(Text-to-region grounding data)
+--

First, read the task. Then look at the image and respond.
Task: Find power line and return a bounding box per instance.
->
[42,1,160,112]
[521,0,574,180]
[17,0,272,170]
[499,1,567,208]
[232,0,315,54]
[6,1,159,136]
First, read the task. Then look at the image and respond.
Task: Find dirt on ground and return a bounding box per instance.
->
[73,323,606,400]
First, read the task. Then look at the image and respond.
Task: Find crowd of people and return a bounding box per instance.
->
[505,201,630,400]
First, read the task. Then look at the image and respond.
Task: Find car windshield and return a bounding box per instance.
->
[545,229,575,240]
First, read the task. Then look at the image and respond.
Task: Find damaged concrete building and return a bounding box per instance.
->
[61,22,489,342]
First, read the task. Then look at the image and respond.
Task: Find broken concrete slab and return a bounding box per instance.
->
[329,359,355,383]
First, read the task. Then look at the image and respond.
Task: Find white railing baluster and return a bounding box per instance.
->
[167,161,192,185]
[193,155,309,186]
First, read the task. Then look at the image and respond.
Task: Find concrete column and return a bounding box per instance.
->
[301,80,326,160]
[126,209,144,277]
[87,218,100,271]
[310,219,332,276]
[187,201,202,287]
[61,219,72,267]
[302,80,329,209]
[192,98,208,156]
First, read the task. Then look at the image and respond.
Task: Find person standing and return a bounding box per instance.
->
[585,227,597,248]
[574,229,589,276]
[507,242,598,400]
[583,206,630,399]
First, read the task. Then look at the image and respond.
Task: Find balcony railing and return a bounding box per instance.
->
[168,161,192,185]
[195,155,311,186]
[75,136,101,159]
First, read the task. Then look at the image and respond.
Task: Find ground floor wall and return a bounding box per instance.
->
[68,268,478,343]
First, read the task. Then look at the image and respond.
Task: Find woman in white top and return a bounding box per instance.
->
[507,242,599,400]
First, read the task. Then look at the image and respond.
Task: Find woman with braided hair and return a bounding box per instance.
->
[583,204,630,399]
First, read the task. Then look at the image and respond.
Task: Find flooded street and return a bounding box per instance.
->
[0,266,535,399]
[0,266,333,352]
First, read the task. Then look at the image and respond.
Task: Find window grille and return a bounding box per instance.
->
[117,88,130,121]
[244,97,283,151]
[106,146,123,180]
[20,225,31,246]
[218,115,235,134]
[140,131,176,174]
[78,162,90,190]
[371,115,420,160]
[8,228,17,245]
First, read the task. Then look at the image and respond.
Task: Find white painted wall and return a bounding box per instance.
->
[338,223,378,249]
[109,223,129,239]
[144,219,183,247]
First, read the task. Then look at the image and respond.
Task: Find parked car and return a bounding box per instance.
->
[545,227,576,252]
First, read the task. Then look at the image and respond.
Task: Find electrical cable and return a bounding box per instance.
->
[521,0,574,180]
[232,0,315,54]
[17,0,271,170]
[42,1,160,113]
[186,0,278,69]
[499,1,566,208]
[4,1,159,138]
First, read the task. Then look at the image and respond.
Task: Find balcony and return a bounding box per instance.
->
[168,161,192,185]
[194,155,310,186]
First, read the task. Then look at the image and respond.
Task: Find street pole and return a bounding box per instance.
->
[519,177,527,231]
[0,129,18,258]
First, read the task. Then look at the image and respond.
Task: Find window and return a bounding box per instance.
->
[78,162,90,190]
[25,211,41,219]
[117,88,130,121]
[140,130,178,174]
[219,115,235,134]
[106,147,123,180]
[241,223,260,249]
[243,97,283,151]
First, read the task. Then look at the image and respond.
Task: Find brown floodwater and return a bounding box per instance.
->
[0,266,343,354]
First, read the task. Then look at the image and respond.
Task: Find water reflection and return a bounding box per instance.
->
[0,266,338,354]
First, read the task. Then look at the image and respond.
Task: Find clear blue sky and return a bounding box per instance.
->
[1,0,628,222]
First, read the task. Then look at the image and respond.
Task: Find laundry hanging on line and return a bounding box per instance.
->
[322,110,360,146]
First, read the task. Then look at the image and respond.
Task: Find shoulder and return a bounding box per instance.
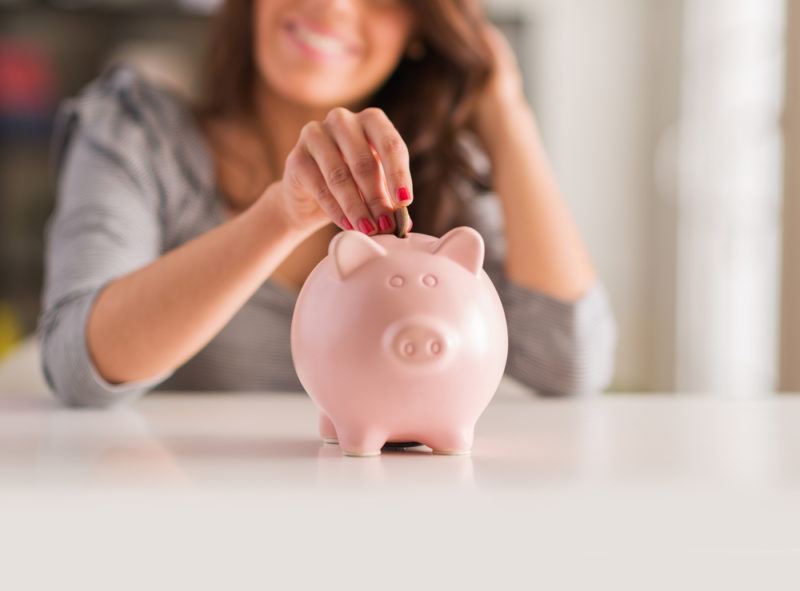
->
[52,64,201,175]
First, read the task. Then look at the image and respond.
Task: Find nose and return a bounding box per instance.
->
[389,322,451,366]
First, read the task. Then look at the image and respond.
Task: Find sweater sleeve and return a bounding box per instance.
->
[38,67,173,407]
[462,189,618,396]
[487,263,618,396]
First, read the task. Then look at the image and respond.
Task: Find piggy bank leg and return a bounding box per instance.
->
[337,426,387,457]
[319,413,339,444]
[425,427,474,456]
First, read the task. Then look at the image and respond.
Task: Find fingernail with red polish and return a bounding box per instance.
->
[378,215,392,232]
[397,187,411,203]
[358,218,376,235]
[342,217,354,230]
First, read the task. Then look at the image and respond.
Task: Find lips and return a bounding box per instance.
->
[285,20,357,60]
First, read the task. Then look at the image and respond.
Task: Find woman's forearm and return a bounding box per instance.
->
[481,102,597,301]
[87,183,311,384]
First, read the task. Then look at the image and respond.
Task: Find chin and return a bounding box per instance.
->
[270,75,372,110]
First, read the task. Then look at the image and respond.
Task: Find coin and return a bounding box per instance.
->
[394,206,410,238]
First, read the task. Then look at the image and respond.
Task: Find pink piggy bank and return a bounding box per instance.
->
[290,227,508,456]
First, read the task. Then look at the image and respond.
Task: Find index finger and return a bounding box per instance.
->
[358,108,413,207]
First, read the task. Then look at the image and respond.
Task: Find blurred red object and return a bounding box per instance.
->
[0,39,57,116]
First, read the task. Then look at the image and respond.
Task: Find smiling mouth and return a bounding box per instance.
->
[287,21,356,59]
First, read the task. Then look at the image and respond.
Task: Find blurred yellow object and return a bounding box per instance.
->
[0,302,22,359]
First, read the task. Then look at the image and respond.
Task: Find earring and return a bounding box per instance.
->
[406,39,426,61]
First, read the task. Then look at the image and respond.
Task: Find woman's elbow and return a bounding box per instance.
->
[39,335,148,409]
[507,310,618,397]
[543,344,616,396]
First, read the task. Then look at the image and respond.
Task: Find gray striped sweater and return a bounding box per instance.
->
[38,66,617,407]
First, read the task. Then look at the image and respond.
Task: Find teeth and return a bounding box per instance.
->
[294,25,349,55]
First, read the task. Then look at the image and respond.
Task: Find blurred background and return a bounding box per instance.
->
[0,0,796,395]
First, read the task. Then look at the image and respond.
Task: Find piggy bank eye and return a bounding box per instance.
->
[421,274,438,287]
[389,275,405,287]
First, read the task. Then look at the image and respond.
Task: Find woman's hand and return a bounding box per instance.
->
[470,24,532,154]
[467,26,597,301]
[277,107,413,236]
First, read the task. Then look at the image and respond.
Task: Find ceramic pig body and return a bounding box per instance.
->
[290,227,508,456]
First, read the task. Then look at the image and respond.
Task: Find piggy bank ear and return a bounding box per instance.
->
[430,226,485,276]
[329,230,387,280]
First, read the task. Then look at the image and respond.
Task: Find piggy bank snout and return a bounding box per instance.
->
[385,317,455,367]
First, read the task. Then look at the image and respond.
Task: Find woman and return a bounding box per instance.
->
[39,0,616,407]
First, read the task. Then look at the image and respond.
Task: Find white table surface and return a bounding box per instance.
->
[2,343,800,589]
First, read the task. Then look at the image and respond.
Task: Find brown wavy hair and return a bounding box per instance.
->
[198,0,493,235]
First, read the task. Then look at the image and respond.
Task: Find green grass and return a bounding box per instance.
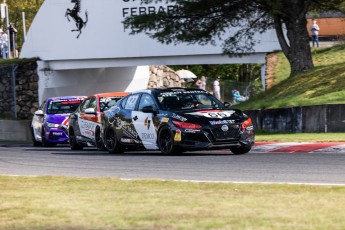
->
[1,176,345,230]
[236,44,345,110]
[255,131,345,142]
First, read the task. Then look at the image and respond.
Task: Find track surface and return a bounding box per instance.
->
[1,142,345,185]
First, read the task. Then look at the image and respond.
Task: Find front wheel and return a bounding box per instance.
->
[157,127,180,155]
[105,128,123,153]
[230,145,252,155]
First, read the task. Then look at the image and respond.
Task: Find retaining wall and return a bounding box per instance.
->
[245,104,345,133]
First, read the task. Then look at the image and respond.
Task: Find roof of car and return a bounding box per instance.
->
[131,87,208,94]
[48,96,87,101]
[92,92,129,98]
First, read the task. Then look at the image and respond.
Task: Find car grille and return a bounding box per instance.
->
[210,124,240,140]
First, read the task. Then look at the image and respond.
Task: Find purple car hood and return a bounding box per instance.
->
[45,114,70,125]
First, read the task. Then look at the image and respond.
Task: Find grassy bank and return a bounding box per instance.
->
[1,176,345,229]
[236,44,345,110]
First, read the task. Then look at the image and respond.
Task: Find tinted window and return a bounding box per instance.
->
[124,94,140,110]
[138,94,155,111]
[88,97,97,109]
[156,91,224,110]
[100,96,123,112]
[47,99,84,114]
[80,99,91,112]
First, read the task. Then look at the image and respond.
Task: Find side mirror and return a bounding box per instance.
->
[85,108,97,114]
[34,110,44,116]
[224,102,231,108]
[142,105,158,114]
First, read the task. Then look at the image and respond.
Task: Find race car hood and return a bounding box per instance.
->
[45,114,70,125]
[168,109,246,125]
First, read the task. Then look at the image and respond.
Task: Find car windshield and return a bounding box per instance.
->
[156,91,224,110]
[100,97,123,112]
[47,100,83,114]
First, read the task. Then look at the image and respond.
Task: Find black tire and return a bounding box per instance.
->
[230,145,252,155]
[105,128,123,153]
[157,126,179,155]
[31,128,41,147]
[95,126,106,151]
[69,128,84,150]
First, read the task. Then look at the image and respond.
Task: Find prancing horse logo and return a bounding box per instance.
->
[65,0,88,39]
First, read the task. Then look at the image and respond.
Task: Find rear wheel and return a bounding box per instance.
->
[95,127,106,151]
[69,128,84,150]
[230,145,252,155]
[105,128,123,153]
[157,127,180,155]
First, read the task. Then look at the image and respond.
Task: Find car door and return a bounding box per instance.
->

+--

WHAT TO PRODUCE - Going through the entries above, show each line that contains "concrete".

SOLUTION FOR THIS EXERCISE -
Task: Find damaged concrete building and return a bounding box per instance.
Task: Find broken concrete slab and return a bounding box per instance.
Task: Find concrete column and return a bounding box per instance.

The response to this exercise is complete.